> **ACTIVITIES**
**1.** In the news article on the transgender inmate's surgery order, which judge ordered the state to provide Norsworthy with the surgery?
**2.** Carry the news article on the transgender inmate's surgery order forward from its final sentence.

Attorneys: Transgender inmate's surgery order will stand

By Don Thompson
Associated Press

SACRAMENTO, Calif. (AP) — Attorneys for a recently paroled transgender inmate said Tuesday that California has agreed to drop its challenge to a court order that could have provided her with state-paid sex reassignment surgery.

The settlement won’t help Michelle-Lael Norsworthy, who was released from prison in August.

But her attorneys said the settlement means that an earlier ruling by U.S. District Judge Jon Tigar of San Francisco will stay on the books as a legal precedent that could help other transgender inmates nationwide.

In April, Tigar ordered the state to provide Norsworthy with the surgery. It was just the second time that any judge in the United States directed a state prison system to provide the operation, and the previous order in a Massachusetts case was overturned.

The state appealed Tigar’s ruling, but Norsworthy was paroled one day before a federal appeals court was to hear the case.

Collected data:

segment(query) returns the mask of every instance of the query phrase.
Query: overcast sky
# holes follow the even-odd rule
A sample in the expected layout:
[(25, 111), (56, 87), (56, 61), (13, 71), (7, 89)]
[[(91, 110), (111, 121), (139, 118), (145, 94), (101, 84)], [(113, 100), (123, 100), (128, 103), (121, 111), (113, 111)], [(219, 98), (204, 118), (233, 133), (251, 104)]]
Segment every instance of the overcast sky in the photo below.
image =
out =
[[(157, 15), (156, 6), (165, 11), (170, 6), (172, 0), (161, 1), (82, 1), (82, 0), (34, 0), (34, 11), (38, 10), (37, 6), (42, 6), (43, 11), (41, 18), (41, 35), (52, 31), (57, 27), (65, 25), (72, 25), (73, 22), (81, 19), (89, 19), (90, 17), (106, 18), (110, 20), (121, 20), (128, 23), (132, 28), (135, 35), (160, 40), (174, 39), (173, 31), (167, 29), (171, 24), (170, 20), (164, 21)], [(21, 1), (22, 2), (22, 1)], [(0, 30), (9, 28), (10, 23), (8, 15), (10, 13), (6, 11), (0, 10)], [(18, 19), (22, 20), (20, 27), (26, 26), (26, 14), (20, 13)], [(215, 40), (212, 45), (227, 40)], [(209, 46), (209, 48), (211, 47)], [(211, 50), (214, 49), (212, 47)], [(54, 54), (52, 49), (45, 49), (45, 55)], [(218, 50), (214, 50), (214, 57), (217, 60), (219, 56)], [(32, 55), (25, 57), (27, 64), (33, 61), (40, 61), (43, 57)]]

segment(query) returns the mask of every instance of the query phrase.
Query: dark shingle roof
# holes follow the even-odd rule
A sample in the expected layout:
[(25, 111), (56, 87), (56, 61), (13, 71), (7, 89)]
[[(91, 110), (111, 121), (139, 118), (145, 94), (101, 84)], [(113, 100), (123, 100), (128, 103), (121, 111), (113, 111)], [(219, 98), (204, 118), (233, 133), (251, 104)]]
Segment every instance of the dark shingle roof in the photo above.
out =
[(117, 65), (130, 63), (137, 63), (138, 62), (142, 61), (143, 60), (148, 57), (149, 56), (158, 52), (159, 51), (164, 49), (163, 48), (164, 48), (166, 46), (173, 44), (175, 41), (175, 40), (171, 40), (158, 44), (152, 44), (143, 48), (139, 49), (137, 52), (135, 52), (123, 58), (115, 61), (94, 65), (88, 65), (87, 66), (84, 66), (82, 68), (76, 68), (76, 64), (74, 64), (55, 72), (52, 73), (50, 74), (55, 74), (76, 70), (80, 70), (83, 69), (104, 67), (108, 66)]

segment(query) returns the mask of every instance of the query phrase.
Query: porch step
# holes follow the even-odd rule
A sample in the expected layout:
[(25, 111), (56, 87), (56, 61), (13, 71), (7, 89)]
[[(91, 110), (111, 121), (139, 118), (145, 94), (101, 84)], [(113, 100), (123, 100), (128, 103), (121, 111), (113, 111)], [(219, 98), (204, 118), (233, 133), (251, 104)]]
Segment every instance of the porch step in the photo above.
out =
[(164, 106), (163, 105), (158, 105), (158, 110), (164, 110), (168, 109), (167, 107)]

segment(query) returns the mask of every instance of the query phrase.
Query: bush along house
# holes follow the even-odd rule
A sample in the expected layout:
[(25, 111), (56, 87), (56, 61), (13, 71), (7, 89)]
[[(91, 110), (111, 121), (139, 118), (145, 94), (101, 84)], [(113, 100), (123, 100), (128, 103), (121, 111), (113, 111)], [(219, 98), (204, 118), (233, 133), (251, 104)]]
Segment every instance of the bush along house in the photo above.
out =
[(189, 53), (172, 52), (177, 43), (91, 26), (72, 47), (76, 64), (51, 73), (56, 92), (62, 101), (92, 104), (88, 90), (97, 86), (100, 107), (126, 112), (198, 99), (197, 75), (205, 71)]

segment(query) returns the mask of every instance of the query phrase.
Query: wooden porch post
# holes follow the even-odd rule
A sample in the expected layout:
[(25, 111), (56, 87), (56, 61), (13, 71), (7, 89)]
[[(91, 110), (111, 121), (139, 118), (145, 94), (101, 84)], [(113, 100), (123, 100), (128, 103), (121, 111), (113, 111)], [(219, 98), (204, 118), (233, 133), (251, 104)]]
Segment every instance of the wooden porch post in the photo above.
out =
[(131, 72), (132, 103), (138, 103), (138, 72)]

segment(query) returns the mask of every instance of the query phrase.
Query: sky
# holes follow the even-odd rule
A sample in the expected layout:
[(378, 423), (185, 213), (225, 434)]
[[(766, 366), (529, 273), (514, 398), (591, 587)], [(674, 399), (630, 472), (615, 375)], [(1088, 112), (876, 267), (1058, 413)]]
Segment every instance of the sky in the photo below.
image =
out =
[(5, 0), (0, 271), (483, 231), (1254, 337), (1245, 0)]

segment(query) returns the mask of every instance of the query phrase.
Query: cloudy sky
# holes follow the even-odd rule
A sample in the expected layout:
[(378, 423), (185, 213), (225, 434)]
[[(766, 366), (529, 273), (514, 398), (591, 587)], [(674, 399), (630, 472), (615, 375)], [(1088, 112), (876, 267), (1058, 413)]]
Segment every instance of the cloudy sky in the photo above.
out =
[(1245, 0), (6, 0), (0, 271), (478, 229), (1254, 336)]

> **RESPONSES PER TASK**
**1.** U.S. District Judge Jon Tigar of San Francisco.

**2.**
“Even though I have been released, this settlement means that there is an undisputed legal precedent out there for all of the transgender people still suffering in prison today,” Norsworthy said in a statement released by the San Francisco-based Transgender Law Center.

In October, California prison officials set the nation’s first standards for determining when transgender inmates should receive the surgery.

California Department of Corrections and Rehabilitation spokesman Jeffrey Callison declined comment. A spokeswoman for the state attorney general’s office, which represented the department, did not immediately respond to a request for comment.

A one-paragraph court filing Tuesday by the attorney general’s office and an attorney for Norsworthy says the lawsuit has been settled. It does not provide details on the settlement terms.

However, the Transgender Law Center said the state also agreed to pay nearly $500,000 to cover attorney’s fees and costs.